** Exercise directions **
Restate word for word the line with "Each position takes" and all lines after it; please stop only at the end of the listing below.

** The data **

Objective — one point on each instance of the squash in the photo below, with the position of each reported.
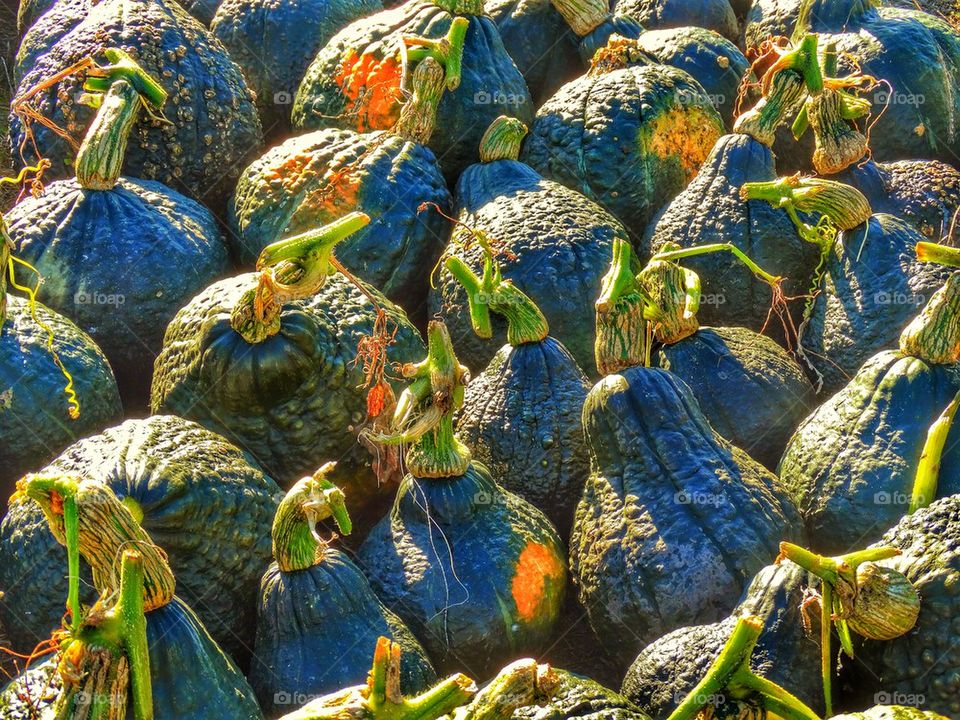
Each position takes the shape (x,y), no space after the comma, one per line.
(851,465)
(916,53)
(539,455)
(38,418)
(557,243)
(119,256)
(197,495)
(270,360)
(490,568)
(629,138)
(674,521)
(668,669)
(317,616)
(274,42)
(210,127)
(388,175)
(356,80)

** Result **
Each position takes the shape (x,y), no space after the comma, one per line.
(851,465)
(916,53)
(539,455)
(38,418)
(557,243)
(119,256)
(197,495)
(270,360)
(490,568)
(629,138)
(674,521)
(668,669)
(317,616)
(274,42)
(210,127)
(388,175)
(356,80)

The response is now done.